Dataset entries

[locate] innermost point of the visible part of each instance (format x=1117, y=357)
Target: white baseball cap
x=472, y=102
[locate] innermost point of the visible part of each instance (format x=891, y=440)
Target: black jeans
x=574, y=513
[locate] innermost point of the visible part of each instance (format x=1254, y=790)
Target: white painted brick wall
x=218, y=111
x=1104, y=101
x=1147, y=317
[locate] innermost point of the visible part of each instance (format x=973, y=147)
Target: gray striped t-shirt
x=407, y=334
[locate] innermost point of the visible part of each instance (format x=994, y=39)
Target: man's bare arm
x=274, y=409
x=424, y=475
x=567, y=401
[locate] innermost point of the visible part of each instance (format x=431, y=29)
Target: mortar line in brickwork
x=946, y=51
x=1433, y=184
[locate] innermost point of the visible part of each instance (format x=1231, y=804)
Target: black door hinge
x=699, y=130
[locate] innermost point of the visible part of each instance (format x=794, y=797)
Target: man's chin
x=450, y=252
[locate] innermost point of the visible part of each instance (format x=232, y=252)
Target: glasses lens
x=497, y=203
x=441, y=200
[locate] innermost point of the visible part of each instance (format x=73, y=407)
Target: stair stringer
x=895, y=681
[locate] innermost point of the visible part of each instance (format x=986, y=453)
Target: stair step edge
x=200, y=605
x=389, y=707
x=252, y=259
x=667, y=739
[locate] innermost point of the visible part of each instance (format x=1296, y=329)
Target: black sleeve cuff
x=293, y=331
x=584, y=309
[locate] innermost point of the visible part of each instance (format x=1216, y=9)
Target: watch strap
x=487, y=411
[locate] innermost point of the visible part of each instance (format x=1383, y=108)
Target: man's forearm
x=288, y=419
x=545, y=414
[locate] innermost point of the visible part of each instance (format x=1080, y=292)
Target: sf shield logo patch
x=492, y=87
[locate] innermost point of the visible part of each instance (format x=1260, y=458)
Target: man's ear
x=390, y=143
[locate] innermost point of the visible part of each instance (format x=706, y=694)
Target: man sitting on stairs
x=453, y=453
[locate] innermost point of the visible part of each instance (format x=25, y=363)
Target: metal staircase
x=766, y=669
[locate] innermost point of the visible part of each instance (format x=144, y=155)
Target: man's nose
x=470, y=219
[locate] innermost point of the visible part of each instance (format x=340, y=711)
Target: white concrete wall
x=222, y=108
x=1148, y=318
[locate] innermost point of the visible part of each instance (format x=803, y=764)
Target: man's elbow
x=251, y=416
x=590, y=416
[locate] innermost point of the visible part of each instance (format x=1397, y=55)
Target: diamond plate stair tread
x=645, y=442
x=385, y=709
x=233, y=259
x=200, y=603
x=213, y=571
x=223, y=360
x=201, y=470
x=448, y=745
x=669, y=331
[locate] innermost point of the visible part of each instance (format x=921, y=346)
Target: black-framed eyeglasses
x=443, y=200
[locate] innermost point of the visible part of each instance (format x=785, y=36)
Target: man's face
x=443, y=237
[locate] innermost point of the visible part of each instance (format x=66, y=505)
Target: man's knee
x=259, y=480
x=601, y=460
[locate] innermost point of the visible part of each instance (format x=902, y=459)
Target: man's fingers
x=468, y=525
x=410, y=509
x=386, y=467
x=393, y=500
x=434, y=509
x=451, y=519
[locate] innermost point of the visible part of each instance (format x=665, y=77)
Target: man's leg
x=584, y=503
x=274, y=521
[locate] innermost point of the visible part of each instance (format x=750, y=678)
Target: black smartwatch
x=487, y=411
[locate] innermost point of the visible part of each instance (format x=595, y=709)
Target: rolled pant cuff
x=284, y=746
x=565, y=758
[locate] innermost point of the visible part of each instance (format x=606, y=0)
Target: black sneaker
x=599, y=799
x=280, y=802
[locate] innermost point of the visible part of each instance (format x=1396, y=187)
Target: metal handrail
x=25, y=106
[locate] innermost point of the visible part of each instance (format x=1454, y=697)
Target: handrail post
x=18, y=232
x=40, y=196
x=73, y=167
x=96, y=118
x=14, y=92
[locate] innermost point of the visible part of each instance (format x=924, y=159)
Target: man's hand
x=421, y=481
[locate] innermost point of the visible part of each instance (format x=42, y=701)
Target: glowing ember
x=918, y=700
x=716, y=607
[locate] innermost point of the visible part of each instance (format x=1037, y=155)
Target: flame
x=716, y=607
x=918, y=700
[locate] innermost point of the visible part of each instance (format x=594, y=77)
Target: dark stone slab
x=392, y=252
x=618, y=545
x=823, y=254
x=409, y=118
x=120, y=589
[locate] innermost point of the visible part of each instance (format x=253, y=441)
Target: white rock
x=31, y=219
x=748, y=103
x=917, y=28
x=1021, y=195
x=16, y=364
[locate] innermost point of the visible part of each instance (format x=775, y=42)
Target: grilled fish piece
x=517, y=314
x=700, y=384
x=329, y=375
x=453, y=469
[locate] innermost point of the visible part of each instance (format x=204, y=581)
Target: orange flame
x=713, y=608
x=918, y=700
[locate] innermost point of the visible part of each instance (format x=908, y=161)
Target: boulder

## Work required:
Rewrite the section of the records above that starts with the line containing "(format x=1396, y=187)" and ends with the line containing "x=421, y=481" as a numbered list, with any blank lines omitted.

## Task response:
1. [locate] innermost point of the visible part of each instance (format x=1396, y=187)
2. Target: metal handrail
3. x=25, y=106
4. [locate] innermost point of the visible part of each instance (format x=1454, y=697)
5. Target: handrail post
6. x=18, y=232
7. x=40, y=196
8. x=73, y=167
9. x=96, y=118
10. x=14, y=92
11. [locate] innermost point of the visible part of each instance (format x=924, y=159)
12. Target: man's hand
13. x=421, y=481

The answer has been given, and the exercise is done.